### Zadania do wykonania:
1. Zamień w tekście o dokarmianiu ptaków "terenówkę" na "ciężarówkę" i przepisz fragment od "Dokarmiajmy ptaki by" do "po niektórych wpisach:)".
2. Kontynuuj tekst o dokarmianiu ptaków, zaczynając po jego ostatnim zdaniu.

___ Fragment tekstu ___

Dokarmiajmy ptaki by nam ladnie spiewaly wiosna i latem.Pamietajmy tez o zwierzetach.
Ja dzisiaj od rana naprawiałem terenówkę i jak skończyłem to wywiozłem do lasu 150 kg kukurydzy , pszenicy, jęczmienia i grochu pastewnego. Trochę zwierzaczki pojedzą.
Tak i będą mieli do czego strzelać pseudo myśliwi.
Bo wróble u nas to już naprawdę rzadkość...i to wcale nie żart...
Mam ogromny karmnik z nasionami i ani jednego wróbla nie widziałem od początku zimy :(
tak jak coraz mniej pszczół.Ot monsanto.
Pisze pszczelarz o pszczółkach :-) No fakt pszczół coraz mniej. I dobry miodek tanieje szkoda.
a w TV mądre głowy mówiły że ta cała genetyka jest ok. tylko my jesteśmy zacofani ,a co do wróbli to było jakaś tak ,wróble swym śpiewem sprowadzają dusze do nowo narodzonego dziecka a jak zabraknie wróbli to będą się rodzić dzieci bez duszy co widać tu po niektórych wpisach:)

___ Zapisane wiersze ___

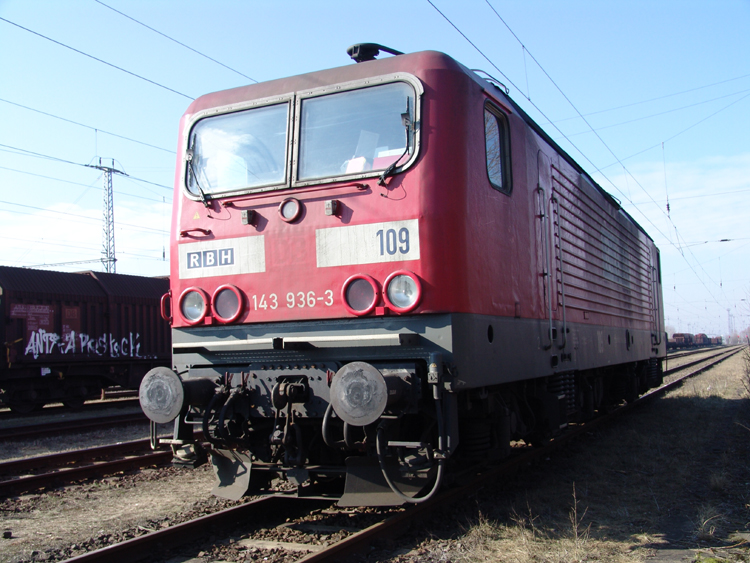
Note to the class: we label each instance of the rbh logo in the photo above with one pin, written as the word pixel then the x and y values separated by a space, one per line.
pixel 210 258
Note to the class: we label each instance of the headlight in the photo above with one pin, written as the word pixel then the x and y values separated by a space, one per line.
pixel 359 294
pixel 402 291
pixel 227 303
pixel 290 209
pixel 193 305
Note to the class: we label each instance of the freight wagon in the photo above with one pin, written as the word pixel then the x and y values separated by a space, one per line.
pixel 69 335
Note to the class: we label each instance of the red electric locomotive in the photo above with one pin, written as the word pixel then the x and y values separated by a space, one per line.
pixel 385 270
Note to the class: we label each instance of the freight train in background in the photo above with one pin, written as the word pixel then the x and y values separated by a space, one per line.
pixel 67 336
pixel 686 340
pixel 385 271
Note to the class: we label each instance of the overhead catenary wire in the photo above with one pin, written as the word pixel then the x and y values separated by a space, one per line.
pixel 98 59
pixel 95 129
pixel 97 219
pixel 176 41
pixel 118 192
pixel 56 159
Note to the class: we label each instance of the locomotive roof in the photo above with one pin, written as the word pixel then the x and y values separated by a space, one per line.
pixel 416 63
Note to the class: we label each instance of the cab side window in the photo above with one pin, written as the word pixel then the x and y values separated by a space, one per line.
pixel 497 146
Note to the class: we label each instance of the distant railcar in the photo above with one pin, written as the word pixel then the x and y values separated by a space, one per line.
pixel 683 340
pixel 69 335
pixel 383 271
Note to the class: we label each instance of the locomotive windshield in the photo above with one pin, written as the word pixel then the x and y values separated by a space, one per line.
pixel 356 131
pixel 360 132
pixel 238 150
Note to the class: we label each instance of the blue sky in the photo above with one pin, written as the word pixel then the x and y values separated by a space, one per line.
pixel 665 86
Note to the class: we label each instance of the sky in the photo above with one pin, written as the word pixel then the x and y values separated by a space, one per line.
pixel 652 98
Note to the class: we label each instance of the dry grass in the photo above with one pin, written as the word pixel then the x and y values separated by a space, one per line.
pixel 675 472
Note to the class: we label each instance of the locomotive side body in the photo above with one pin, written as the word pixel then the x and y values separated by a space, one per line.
pixel 68 335
pixel 383 270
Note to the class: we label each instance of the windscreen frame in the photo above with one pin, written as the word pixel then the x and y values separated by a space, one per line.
pixel 405 162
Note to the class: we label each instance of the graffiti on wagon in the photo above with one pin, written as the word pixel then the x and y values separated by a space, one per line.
pixel 43 340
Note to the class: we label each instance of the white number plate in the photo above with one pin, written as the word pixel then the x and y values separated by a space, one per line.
pixel 299 299
pixel 394 241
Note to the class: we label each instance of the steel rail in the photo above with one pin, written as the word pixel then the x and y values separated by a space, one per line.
pixel 270 509
pixel 701 360
pixel 63 426
pixel 118 399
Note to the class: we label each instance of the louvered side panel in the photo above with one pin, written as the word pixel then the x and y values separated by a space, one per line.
pixel 603 262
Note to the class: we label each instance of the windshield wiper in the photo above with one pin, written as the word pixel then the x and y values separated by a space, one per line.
pixel 408 126
pixel 204 198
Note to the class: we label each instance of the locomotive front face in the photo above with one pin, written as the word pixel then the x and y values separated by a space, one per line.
pixel 296 266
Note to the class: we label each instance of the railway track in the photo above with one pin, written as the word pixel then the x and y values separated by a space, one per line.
pixel 40 472
pixel 118 402
pixel 682 354
pixel 389 522
pixel 56 427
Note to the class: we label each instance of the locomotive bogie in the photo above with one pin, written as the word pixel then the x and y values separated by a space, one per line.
pixel 411 276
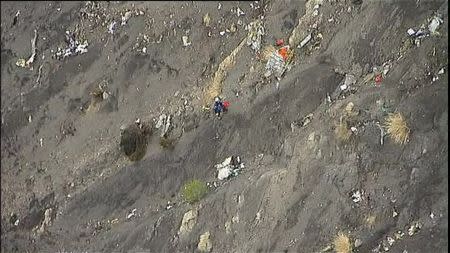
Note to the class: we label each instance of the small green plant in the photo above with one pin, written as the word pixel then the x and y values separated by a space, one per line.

___

### Oczekiwane wyniki:
1.
Dokarmiajmy ptaki by nam ladnie spiewaly wiosna i latem.Pamietajmy tez o zwierzetach.
Ja dzisiaj od rana naprawiałem ciężarówkę i jak skończyłem to wywiozłem do lasu 150 kg kukurydzy , pszenicy, jęczmienia i grochu pastewnego. Trochę zwierzaczki pojedzą.
Tak i będą mieli do czego strzelać pseudo myśliwi.
Bo wróble u nas to już naprawdę rzadkość...i to wcale nie żart...
Mam ogromny karmnik z nasionami i ani jednego wróbla nie widziałem od początku zimy :(
tak jak coraz mniej pszczół.Ot monsanto.
Pisze pszczelarz o pszczółkach :-) No fakt pszczół coraz mniej. I dobry miodek tanieje szkoda.
a w TV mądre głowy mówiły że ta cała genetyka jest ok. tylko my jesteśmy zacofani ,a co do wróbli to było jakaś tak ,wróble swym śpiewem sprowadzają dusze do nowo narodzonego dziecka a jak zabraknie wróbli to będą się rodzić dzieci bez duszy co widać tu po niektórych wpisach:)

2.
Pewnie te większe ptaki ich likwidują, jest zatrzęsienie teraz tych czarnych "wron"? A wiadomo silniejszy atakuje słabszego. Mnie się tak wydaje, bo przecież kiedyś zimy były większe i wróbelków było pełno.
Wiecej pieknych elewacji i wycietych starych drzew i zarosli a na pewno wrobli ubedzie. Brak miejsc do gniazdowania a na dodatek spacerujace kotki dosc skutecznie likwiduje populacje wrobli w miastach. Dodatkowo niektore ptaki drapiezne polubily miasta.
Ze strony tych "czarnych", czyli krukowatych zagrozenie jest minimalne.
A przy okazji: chleb nie jest dobrym pokarmem zima dla ptakow.
tak, masz rację, te wstrętne elewacje i rowery bym jeszcze dodał, a co.
To nie wrony to gawrony. Bardzo wiele osób myli te ptaki. Wron u nas niewiele, są pod ochroną. To takie czarno- popielate ptaki większe od gawronów.
mieszam okruchy chleba ze słoninka i wsypuje do karmika a te cwaniaczki wydziubuja najpierw słoninę i jak zostanie tylko chleb przez jakiś czas przylatują i sprawdzają czy przypadkiem nie ma słoniny:)po czym zrezygnowane zabieraja się za chleb:)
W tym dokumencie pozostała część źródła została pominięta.